■ **Extrait du document**:
Envolée de l'endettement public

La réforme vise en effet à réduire un endettement public qui a explosé. A la fin du deuxième trimestre 2022, la dette publique de l'Allemagne représentait l'équivalent de 68,7% du PIB, celle de la France 114,2%, de l'Italie 155,5% et de l'Espagne 123,1% pour les premières économies de la zone euro qui affiche, elle, une moyenne de 95,6%, selon Eurostat. Au lieu de converger, comme le prévoyait le mécanisme initial, les économies de la zone euro affichent des écarts croissants, qui nécessitent de prendre en compte aujourd'hui la situation spécifique de chaque pays. « Les pays de l'UE font face désormais à des niveaux d'endettement et de déficit plus élevés, qui varient fortement », constatait le vice-président de la Commission europénne, Valdis Dombrovskis, lors de la conférence de presse.

Malgré l'ambition affichée, cette proposition est d'ores et déjà jugée avec inquiétude dans certaines capitales dont Berlin, qui craignent que des trajectoires de réduction de la dette individualisées n'incitent des gouvernements à reporter des décisions difficiles à la fin du temps alloué, souvent après l'expiration de leur mandat. Sur ce point, l'Allemagne se trouve en désaccord avec la France et l'Italie.

Suivre l'évolution des dépenses publiques primaires

Autre changement d'ampleur, la Commission propose de fixer les règles par rapport aux dépenses publiques primaires, hors intérêts de la dette, directement observables au cours de l'année et sous le contrôle de l'exécutif. Cela répondrait aux critiques de certains gouvernements qui se plaignent que les règles actuelles se focalisent sur le déficit structurel, un indicateur complexe, non directement observable et sujet à de fortes révisions.

■ **Série de consignes**:
[1] D'après l'extrait sur l'endettement public, à combien s'élevait la dette publique de l'Italie, en pourcentage du PIB, à la fin du deuxième trimestre 2022 ?
[2] Prolongez l'extrait sur la réforme des règles budgétaires européennes après sa dernière phrase.
Les enregistrements ci-dessous forment un matériau distinct de l'extrait.

(Données extraites)
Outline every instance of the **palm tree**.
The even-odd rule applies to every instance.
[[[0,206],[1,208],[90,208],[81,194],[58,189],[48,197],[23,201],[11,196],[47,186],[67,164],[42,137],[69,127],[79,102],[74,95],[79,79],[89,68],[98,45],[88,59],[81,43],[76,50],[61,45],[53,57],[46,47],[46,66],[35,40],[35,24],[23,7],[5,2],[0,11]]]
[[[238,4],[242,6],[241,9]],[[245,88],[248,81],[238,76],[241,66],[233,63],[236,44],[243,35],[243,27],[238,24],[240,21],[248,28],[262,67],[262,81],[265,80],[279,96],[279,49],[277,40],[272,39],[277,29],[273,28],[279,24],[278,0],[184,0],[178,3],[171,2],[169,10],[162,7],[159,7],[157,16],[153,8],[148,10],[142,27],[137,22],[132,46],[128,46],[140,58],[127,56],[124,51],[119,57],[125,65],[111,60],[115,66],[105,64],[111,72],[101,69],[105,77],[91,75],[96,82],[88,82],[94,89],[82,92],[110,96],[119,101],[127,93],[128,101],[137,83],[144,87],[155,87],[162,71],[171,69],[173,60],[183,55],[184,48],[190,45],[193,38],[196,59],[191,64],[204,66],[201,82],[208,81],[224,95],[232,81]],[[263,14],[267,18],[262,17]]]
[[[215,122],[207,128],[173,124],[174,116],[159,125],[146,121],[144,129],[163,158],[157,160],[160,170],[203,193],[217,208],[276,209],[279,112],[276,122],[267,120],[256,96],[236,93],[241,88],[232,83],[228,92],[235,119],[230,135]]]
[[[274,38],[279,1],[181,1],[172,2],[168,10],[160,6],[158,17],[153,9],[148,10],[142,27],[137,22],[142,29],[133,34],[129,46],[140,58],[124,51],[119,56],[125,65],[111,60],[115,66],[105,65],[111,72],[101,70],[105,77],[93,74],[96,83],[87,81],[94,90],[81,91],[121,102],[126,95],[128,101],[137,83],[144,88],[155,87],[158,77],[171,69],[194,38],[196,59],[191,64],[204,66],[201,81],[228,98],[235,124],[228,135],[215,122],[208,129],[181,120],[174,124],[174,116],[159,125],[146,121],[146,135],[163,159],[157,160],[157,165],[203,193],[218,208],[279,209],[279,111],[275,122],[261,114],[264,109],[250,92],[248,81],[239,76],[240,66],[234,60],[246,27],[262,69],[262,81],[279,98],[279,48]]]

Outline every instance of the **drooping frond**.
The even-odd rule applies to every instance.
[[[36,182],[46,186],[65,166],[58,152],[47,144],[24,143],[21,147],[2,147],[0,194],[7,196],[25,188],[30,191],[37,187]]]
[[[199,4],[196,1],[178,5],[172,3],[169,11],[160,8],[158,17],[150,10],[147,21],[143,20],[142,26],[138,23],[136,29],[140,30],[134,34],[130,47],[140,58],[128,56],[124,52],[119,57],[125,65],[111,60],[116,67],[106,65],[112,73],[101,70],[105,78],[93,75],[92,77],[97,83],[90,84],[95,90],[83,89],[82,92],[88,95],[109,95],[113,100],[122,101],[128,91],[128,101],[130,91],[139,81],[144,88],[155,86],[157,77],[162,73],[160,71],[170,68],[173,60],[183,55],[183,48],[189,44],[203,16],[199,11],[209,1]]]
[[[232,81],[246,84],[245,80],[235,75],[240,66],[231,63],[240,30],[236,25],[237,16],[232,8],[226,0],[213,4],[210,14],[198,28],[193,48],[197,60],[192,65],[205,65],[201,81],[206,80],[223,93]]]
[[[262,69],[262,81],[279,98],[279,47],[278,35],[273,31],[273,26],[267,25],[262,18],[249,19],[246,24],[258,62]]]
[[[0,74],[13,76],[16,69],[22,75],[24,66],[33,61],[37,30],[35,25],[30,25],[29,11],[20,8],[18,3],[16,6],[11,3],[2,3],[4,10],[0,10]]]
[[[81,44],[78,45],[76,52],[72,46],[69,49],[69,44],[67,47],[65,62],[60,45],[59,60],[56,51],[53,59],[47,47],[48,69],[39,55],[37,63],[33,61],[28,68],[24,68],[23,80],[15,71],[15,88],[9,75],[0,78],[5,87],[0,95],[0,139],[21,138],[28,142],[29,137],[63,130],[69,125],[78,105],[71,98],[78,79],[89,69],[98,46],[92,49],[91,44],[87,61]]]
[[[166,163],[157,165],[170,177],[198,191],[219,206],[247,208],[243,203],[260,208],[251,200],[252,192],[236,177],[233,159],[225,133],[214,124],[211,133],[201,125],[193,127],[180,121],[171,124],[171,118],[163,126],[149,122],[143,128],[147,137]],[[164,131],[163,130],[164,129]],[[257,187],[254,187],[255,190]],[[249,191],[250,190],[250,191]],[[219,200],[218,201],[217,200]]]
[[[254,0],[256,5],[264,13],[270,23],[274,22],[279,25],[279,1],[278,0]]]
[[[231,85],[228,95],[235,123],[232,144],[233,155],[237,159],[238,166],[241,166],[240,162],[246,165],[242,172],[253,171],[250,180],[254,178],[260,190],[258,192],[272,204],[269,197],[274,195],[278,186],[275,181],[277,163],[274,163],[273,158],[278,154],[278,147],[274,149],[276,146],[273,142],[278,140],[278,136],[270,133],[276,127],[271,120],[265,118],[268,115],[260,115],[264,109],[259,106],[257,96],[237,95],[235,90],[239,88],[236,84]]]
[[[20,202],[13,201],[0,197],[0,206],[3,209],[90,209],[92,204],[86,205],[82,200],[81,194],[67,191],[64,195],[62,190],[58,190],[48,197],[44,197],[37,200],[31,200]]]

■ **Réponses par consigne**:
[1] 155,5% du PIB.

[2]
Suivre l'évolution des dépenses serait ainsi plus lisible et présente aussi l'avantage d'être plus facile à contrôler. Dans un tel cadre, les Etats disposeraient de plus de marges de manœuvre pour proposer un plan qui inclurait aussi des engagements précis d'investissements et de réformes. « Les nouveaux défis tels que les transitions verte et numérique et les questions d'approvisionnement énergétique exigeront de nous des réformes et des investissements majeurs dans les années qui viennent », a prévenu Valdis Dombrovskis. L'Europe doit en effet combler le retard pris dans les secteurs du numérique, la transition énergétique ou encore la défense pour éviter de subir un décrochage économique par rapport à l'Asie et à l'Amérique du nord.

Si chaque pays pourra donc définir ses priorités en la matière, il devra néanmoins l'inscrire dans le cadre de la soutenabilité de la dette. Car, selon le texte, Bruxelles conserverait le dernier mot. Les plans nationaux seraient évalués par la Commission ainsi que les autres Etats membres au sein du Conseil de l'UE, puis surveillés sur la base d'un rapport annuel de progression soumis par chaque capitale. Si le respect des engagements permettra d'obtenir une plus longue période d'ajustement, leur non-respect, lui, entraînera des contraintes plus sévères.

Des sanctions financières qui se veulent plus efficaces

Pour la Commission, il s'agit de pousser les pays à respecter au mieux les plans élaborés par chacun d'entre eux, sous peine d'ailleurs d'être pénalisés, sous forme de sanctions financières que Bruxelles veut « plus efficaces en abaissant leur montant », de conditions d'accès plus strictes aux fonds structurels, ou encore de suspension de financement européen « lorsque les États membres n'ont pas pris de mesures efficaces pour corriger leur déficit excessif ».

Ces propositions doivent maintenant faire l'objet d'une discussion lors d'une réunion des ministres des Finances de l'UE, au début du mois de décembre. Pour la Commission, le but est de réconcilier les pays dits « frugaux » d'Europe du Nord à la recherche d'une application plus stricte des règles et les Etats surendettés du Sud qui souhaitent plus de liberté pour investir.

(avec agences)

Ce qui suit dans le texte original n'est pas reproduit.